(Region segmentation data)
***

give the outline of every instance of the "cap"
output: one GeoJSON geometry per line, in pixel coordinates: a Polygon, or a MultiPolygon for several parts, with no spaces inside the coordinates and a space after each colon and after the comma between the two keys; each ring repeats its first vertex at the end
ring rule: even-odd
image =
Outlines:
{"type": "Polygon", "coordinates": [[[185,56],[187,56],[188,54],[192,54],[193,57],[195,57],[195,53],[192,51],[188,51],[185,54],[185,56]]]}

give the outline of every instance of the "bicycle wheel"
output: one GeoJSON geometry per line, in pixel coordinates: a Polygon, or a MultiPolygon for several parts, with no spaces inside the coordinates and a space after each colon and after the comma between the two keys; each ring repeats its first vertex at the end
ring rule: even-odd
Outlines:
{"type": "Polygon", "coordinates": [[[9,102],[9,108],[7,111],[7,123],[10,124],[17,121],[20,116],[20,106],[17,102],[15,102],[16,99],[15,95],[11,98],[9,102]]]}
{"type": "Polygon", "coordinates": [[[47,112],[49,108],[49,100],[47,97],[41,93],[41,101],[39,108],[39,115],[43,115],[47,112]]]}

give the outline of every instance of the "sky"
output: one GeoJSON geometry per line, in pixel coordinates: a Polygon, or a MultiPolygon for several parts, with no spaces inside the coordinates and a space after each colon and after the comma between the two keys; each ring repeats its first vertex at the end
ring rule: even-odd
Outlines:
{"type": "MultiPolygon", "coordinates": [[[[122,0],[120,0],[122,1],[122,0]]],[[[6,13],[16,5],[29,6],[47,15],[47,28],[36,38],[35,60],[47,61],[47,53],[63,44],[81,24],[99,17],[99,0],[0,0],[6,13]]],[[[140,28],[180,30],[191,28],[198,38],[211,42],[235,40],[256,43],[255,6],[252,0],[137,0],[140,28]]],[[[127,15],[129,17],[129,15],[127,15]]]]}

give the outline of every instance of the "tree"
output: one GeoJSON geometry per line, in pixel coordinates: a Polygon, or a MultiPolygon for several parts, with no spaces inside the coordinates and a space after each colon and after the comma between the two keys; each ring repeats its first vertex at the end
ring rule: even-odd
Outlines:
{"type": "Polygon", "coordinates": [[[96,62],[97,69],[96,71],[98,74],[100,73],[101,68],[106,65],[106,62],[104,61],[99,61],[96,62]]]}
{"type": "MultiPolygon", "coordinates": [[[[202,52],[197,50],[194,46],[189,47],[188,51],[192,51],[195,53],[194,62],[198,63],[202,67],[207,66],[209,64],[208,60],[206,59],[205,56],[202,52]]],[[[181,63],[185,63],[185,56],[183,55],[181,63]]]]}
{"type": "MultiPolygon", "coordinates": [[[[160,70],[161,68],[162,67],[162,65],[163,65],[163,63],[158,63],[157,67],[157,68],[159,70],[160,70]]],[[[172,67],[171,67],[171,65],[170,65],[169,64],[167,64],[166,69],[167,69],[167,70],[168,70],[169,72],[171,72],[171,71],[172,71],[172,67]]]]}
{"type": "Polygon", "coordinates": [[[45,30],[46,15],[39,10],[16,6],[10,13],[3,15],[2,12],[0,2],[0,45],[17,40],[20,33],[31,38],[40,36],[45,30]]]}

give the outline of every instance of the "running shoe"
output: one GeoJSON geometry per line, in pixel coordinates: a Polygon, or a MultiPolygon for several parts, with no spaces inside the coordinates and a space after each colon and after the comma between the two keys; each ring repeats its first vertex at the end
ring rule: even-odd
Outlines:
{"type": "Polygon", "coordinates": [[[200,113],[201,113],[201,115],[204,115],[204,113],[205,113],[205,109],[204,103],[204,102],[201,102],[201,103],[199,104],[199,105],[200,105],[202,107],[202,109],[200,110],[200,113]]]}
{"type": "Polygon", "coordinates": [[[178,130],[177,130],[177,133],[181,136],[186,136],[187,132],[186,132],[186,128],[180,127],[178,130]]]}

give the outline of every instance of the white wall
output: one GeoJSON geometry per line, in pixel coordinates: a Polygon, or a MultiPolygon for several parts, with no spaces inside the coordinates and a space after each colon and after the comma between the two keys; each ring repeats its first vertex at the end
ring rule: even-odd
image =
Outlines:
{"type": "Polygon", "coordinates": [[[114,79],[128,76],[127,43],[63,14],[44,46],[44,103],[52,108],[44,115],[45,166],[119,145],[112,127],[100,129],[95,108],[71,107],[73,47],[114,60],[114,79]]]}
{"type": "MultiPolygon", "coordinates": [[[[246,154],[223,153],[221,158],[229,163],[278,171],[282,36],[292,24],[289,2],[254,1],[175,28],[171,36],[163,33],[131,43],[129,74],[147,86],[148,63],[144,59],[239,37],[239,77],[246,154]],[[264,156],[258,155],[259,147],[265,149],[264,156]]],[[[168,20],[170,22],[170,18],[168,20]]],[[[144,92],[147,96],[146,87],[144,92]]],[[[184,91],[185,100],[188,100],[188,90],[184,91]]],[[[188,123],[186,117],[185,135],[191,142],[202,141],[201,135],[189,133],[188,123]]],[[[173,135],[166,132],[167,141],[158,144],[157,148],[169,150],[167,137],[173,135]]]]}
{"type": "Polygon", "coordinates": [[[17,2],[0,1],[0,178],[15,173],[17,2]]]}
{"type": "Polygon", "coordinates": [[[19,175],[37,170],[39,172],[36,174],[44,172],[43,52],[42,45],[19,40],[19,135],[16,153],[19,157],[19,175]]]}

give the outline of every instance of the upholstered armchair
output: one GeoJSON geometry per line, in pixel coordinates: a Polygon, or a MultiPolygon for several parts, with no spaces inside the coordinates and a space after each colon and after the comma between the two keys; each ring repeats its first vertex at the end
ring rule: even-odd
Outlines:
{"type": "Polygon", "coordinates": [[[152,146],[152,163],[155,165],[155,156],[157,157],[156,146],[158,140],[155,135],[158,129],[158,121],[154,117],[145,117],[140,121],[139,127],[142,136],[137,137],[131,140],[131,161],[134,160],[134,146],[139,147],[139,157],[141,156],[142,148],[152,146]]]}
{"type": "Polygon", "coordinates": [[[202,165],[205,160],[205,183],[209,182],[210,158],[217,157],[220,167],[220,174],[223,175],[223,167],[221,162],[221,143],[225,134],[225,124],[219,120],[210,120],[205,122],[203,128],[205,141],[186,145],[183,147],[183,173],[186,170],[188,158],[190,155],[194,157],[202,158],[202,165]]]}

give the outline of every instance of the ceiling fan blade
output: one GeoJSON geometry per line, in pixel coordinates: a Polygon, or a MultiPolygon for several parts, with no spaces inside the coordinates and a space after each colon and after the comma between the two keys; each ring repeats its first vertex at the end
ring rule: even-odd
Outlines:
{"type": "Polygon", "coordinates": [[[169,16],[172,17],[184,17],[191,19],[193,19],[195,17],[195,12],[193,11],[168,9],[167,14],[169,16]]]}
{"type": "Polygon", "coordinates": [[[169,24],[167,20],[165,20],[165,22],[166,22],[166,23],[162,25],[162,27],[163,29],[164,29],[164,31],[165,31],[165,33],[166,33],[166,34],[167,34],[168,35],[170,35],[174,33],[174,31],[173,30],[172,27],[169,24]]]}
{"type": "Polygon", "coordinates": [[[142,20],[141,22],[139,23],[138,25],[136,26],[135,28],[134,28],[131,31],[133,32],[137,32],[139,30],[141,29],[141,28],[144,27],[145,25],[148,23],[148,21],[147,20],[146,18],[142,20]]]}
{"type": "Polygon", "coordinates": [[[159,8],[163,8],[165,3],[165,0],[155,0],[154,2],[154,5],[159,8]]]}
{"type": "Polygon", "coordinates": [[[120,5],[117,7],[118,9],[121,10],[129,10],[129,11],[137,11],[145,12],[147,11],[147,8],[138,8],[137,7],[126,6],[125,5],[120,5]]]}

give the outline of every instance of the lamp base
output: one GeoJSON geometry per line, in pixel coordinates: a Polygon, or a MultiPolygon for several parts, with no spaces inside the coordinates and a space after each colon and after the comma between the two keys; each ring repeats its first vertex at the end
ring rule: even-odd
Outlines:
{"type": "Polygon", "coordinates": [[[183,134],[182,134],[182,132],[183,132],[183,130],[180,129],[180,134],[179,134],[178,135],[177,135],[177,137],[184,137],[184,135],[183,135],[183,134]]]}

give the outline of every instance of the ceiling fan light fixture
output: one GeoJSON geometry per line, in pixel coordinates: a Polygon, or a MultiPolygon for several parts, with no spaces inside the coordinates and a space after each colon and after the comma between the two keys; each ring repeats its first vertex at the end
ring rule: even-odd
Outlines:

***

To be done.
Copy out the items again, starting at the line holding "give the outline of every instance of the lamp" and running through the end of the items, both ends included, requests and all. Scale every pixel coordinate in the outlines by 1.95 and round each result to a whole number, with halves rounding up.

Exercise output.
give the outline of every instance of the lamp base
output: one GeoJSON geometry per line, in pixel coordinates: a Polygon, or a MultiPolygon for several parts, with no spaces inside the coordinates and a space after each colon and after the comma between the two keys; each ring repeats its first vertex at the end
ring rule: even-odd
Outlines:
{"type": "Polygon", "coordinates": [[[357,261],[355,261],[355,257],[357,257],[357,254],[351,252],[351,261],[349,261],[347,263],[345,263],[345,267],[359,267],[359,263],[357,263],[357,261]]]}

give the outline of every instance of the ceiling fan light fixture
output: one GeoJSON geometry per line, in pixel coordinates: a Polygon, or a MultiPolygon for several parts, with no spaces inside the coordinates and a space after each colon and after the comma between the two keys; each ring repeats its first vertex at the end
ring rule: even-odd
Outlines:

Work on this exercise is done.